## 提示された文章
>>>>
東京のアトリエで2013年に取材に応じた宮崎駿監督(左上)とオスカー像(右上)、アカデミー賞を受賞した「ゴジラ-1.0」の山崎貴監督ら(下)のコラージュ(写真はAPなど)
東京のアトリエで2013年に取材に応じた宮崎駿監督(左上)とオスカー像(右上)、アカデミー賞を受賞した「ゴジラ-1.0」の山崎貴監督ら(下)のコラージュ(写真はAPなど)

 ▽懇願
 「僕には、もう時間がないんです」。公式資料集によると、宮崎監督は2016年秋、「ヱヴァンゲリヲン新劇場版:Q」の総作画監督として知られるアニメーターの本田雄さんに新作への参加を懇願した。本田さんは「シン・エヴァンゲリオン劇場版」への参加が決まっていたが取りやめ、「君たちは―」の作画監督に専念すると決めた。
<<<<
## 取り組む課題
1 > 宮崎駿監督についての文章に名前が出てくる人物を、すべて挙げてください。
2 > 宮崎監督についての文章から、次の一文を英語に訳してください。「公式資料集によると、宮崎監督は2016年秋、「ヱヴァンゲリヲン新劇場版:Q」の総作画監督として知られるアニメーターの本田雄さんに新作への参加を懇願した。」
提示された文章だけを手がかりにしてください。

## 提供された情報
>>>>
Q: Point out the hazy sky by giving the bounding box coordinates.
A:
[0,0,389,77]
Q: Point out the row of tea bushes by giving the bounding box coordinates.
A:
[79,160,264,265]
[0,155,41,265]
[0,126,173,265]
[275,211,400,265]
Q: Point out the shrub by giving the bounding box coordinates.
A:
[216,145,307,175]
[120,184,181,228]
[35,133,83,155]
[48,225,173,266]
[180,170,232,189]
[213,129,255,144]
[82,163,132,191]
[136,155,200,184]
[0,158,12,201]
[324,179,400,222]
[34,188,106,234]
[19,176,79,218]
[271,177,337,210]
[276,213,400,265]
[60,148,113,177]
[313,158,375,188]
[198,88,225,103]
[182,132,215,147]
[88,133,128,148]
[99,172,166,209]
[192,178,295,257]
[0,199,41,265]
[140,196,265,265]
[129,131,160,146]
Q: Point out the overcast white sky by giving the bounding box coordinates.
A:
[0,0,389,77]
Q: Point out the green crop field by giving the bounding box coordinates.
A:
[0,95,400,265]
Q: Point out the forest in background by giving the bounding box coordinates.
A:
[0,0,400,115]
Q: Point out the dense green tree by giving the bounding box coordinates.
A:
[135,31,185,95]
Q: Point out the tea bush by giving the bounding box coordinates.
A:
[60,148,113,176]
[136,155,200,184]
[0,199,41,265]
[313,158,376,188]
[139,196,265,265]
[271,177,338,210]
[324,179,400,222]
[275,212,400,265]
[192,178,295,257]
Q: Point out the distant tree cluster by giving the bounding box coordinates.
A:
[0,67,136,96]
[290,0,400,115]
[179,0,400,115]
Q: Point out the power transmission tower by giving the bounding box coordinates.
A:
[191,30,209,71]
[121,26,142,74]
<<<<
## 課題ごとの解答
1 > 宮崎駿、山崎貴、本田雄

2 > According to the official reference book, in the fall of 2016 Director Miyazaki begged animator Takeshi Honda, known as the chief animation director of "Evangelion Shin Gekijōban: Q," to take part in his new work.